Reproduce the records below with "localization module" put in place of "detection module" and nothing else altered.
┌────────
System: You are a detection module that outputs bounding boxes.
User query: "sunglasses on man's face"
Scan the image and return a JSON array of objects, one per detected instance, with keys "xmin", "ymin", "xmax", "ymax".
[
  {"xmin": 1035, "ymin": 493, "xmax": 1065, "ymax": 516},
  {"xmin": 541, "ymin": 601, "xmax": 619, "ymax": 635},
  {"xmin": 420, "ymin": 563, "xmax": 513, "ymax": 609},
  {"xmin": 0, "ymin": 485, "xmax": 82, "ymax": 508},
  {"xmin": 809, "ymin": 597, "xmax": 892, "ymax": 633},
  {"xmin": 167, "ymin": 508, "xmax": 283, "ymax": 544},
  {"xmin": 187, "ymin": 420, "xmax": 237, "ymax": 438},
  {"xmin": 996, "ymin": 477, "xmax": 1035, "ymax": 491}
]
└────────
• RESPONSE TO THE TASK
System: You are a localization module that outputs bounding boxes.
User query: "sunglasses on man's face"
Scan the image and return a JSON array of objects, one per detected instance, with keys "xmin", "ymin", "xmax", "ymax".
[
  {"xmin": 1035, "ymin": 493, "xmax": 1065, "ymax": 516},
  {"xmin": 541, "ymin": 601, "xmax": 619, "ymax": 635},
  {"xmin": 420, "ymin": 563, "xmax": 513, "ymax": 609},
  {"xmin": 0, "ymin": 485, "xmax": 82, "ymax": 508},
  {"xmin": 809, "ymin": 597, "xmax": 892, "ymax": 633},
  {"xmin": 167, "ymin": 508, "xmax": 283, "ymax": 544},
  {"xmin": 187, "ymin": 420, "xmax": 237, "ymax": 438},
  {"xmin": 996, "ymin": 477, "xmax": 1035, "ymax": 491}
]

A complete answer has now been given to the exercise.